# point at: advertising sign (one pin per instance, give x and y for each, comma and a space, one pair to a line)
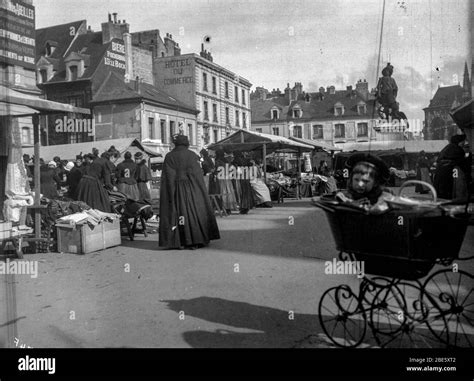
17, 33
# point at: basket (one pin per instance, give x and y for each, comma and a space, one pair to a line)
402, 244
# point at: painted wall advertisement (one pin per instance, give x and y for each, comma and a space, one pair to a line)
115, 55
17, 33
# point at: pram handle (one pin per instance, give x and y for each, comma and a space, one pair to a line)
411, 182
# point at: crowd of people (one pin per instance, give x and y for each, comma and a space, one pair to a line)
91, 176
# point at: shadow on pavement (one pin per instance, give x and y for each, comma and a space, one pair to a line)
276, 328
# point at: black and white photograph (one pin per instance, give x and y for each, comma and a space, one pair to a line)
237, 174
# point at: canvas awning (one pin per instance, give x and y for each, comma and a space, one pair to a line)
244, 140
15, 103
321, 145
69, 151
409, 146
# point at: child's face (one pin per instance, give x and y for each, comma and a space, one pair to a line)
362, 182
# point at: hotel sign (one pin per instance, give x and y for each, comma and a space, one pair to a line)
17, 33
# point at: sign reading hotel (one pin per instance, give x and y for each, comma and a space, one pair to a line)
178, 72
17, 33
115, 56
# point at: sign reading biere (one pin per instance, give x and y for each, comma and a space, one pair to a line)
17, 33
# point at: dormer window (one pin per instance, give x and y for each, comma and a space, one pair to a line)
50, 47
297, 112
361, 108
73, 71
338, 109
76, 64
275, 113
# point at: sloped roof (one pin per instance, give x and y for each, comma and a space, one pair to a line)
114, 88
88, 46
60, 34
445, 96
314, 109
244, 140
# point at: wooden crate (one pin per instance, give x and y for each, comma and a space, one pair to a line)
5, 230
83, 240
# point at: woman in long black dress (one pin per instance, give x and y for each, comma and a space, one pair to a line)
186, 216
91, 189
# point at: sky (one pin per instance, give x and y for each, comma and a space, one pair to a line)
315, 42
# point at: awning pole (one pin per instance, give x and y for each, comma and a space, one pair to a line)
265, 162
298, 175
36, 134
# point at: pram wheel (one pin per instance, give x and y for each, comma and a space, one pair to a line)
397, 318
452, 322
341, 317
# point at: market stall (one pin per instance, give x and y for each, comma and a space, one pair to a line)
13, 181
244, 140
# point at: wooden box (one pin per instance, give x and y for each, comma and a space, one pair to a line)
83, 240
5, 230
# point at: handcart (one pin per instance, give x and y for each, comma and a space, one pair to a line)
399, 248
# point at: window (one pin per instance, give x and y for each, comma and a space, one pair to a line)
151, 128
362, 129
43, 76
297, 132
190, 133
73, 70
204, 81
172, 129
75, 138
297, 113
361, 109
227, 115
214, 85
206, 111
338, 109
163, 130
339, 131
26, 137
214, 112
318, 131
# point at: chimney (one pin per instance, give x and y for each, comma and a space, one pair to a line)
363, 89
137, 84
127, 39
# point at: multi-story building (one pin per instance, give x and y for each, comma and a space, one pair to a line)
438, 122
74, 64
330, 116
221, 96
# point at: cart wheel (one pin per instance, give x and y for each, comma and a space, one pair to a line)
451, 320
341, 317
397, 318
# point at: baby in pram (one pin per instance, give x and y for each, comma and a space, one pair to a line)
365, 188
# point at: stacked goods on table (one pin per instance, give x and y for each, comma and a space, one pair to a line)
88, 231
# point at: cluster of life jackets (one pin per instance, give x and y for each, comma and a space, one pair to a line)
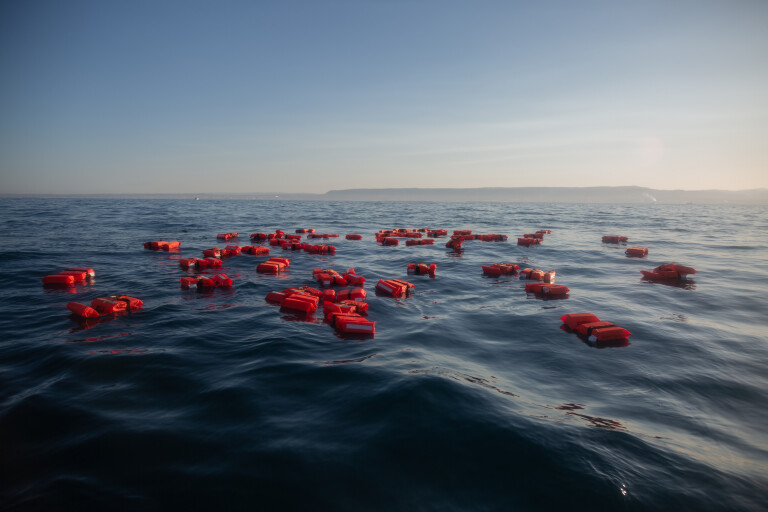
201, 283
69, 277
667, 272
536, 238
273, 265
591, 328
329, 277
161, 245
199, 263
105, 306
395, 287
344, 309
421, 269
499, 269
636, 252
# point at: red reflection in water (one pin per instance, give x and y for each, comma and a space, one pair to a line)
98, 338
121, 351
294, 316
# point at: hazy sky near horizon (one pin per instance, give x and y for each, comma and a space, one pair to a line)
301, 96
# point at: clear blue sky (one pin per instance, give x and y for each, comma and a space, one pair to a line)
307, 96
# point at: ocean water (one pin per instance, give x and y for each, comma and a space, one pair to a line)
469, 397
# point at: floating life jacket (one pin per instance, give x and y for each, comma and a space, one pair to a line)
498, 269
105, 306
300, 302
573, 320
420, 241
291, 245
319, 249
636, 252
329, 277
538, 275
394, 287
273, 265
421, 268
668, 271
214, 252
351, 323
205, 282
454, 243
69, 277
493, 237
231, 250
256, 250
351, 294
546, 290
160, 245
353, 279
82, 310
589, 326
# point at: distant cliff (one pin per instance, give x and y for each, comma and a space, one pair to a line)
553, 195
620, 195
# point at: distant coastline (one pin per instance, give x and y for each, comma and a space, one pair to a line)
609, 195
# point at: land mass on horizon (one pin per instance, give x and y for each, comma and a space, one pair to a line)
614, 195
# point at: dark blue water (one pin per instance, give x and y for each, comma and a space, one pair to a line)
469, 397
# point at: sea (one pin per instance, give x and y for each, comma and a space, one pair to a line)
470, 396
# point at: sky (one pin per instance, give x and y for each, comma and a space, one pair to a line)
287, 96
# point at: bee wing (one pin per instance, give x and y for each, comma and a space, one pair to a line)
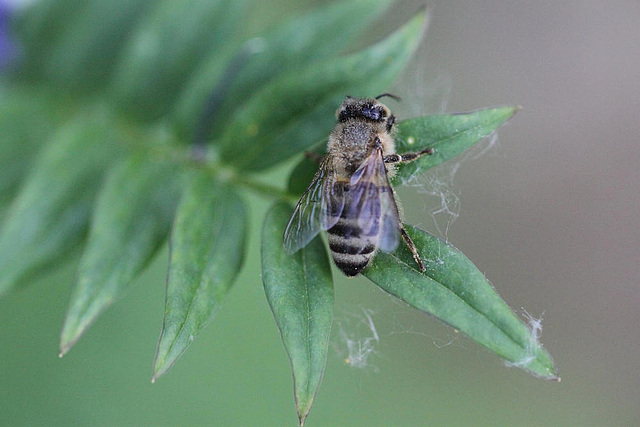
::::
* [What you should do]:
Restate the records above in full, word for word. Keep pictures out.

* [Problem solution]:
# point at: advertising sign (one pin per instance, give x and y for each, comma and a space, one pair to a line)
17, 33
# point at: basket (one pin per instance, give x and y for each, comma and a space, one pair to a line)
402, 244
# point at: painted wall advertisement (one pin per instance, give x and y for each, comma and a space, one pair to a line)
115, 55
17, 33
# point at: pram handle (one pin per instance, give x and y for each, comma and a space, one pair to a line)
411, 182
# point at: crowd of people (one pin per instance, give x and y for each, comma and a space, one pair to a line)
91, 176
# point at: shadow on pavement (one pin per instance, give x and y for each, comma and a space, one pair to a line)
276, 328
# point at: black and white photograph (one pin per instance, give x and y for each, comma and a space, one pair to a line)
237, 174
# point at: canvas awning (one pin per instance, give x and y for each, comma and a space, one pair to a line)
244, 140
15, 103
321, 145
69, 151
409, 146
# point at: child's face (one pin per instance, give x and y for each, comma and a space, one pair to a line)
362, 182
# point at: hotel sign (one pin per instance, give x and y for each, comma and a space, one pair to a line)
17, 33
# point at: sign reading hotel (one pin per instance, give x and y for each, comma and a space, one pair to a line)
178, 72
17, 33
115, 56
# point at: sign reading biere (one pin per instance, give x and y for each, comma and a space, one pair to a line)
17, 33
# point at: dormer window (one pin per instance, give x and y for each, comma and a space, one pair to a line)
50, 47
297, 112
361, 108
73, 71
338, 109
76, 64
275, 113
# point at: sloped roof (one pin per instance, give x and y for each, comma and a space, one pair to a line)
114, 88
88, 46
60, 34
445, 96
314, 109
244, 140
# point at: wooden crate (one pin per instance, give x and y for each, comma and a space, one pair to a line)
5, 230
83, 240
# point at: woman in long black dress (one pin per instance, give x and y for each, comma and a space, one pair to a line)
186, 216
91, 189
# point at: sky (one pin per instance, give x and y for each, comma and a space, one pair to a line)
315, 42
# point at: awning pole (one pin per instance, give x and y for each, comma and a space, one pair to a line)
265, 162
298, 175
36, 134
# point at: pram wheel (one pin per instance, give x and y for each, comma and a space, one pair to a line)
397, 318
452, 322
341, 317
# point at: market stall (one pin per instance, give x and y for each, comma and a space, one pair to a line)
13, 181
244, 140
# point at: wooden box (one pin per instance, give x and y for each, comma and a space, one pair to a line)
83, 240
5, 230
# point at: handcart (one pin per instance, give x and y for each, comma and a space, one pair to a line)
399, 248
# point at: window (one pin per instance, give x and y for each, comma and a space, one pair to a line)
151, 128
362, 129
43, 76
297, 132
190, 133
73, 70
204, 81
172, 129
75, 138
297, 113
361, 109
227, 115
214, 85
206, 111
338, 109
163, 130
339, 131
26, 137
214, 112
318, 131
# point at: chimney (one pin per instance, give x and y for each, comma and a space, one pair to a line)
363, 89
137, 84
127, 39
# point at: multi-story building (one pin per instance, give x and y for each, comma and a space, one pair to a line)
438, 122
74, 64
330, 116
221, 96
# point at: cart wheel (one pin per instance, give x and y for each, comma and a space, one pair to a line)
451, 320
341, 317
397, 318
# point at: baby in pram (one pin per instance, give x and y for each, comma and a space, one pair to a line)
365, 188
# point at: stacked goods on table (one pin per instance, give x and y for each, comma and a space, one pair to a line)
88, 231
# point at: cluster of life jackets (one pin per instance, give x and y for each, comma and a space, one pair to a line)
201, 283
69, 277
667, 272
536, 238
273, 265
591, 328
329, 277
161, 245
199, 263
105, 306
395, 287
344, 309
421, 269
499, 269
636, 252
# point at: red reflection in water (one pin per instance, give x and y for each, comma and a space, one pair to a line)
98, 338
121, 351
294, 316
# point at: hazy sky near horizon (one pin per instance, give x and y for each, comma and a space, one pair to a line)
301, 96
# point at: clear blue sky (one pin per instance, give x and y for each, comma and a space, one pair to a line)
307, 96
# point at: ocean water (one pin per instance, give x and y for each, comma and a space, one pair to a line)
469, 397
# point at: floating life jacket (one pin per instance, give x and y for each, comma and a space, one pair to a line)
498, 269
105, 306
300, 302
573, 320
420, 241
291, 245
319, 249
636, 252
329, 277
538, 275
394, 287
273, 265
421, 268
668, 271
214, 252
351, 323
205, 282
454, 243
69, 277
493, 237
231, 250
256, 250
351, 294
546, 290
160, 245
353, 279
82, 310
589, 326
# point at: distant cliff (one pin per instance, give x and y for each, comma and a space, one pair to a line)
553, 195
620, 195
# point at: distant coastline (one pin per instance, give x and y for each, comma and a space, one pair to a line)
609, 195
# point at: land mass on horizon (one pin per instance, give x and y for each, comma and a space, one pair to a line)
614, 195
# point at: dark blue water (one pin per instance, give x and y for each, comma and a space, one pair to a line)
469, 397
# point at: sea (one pin per instance, give x and y for each, comma and a space, one pair to a line)
470, 396
# point at: sky (one pin per instance, give x and y for each, comma and a space, one pair to a line)
287, 96
# point at: bee wing (one pin per instance, give x and y for each, comma and a space, one pair to a line)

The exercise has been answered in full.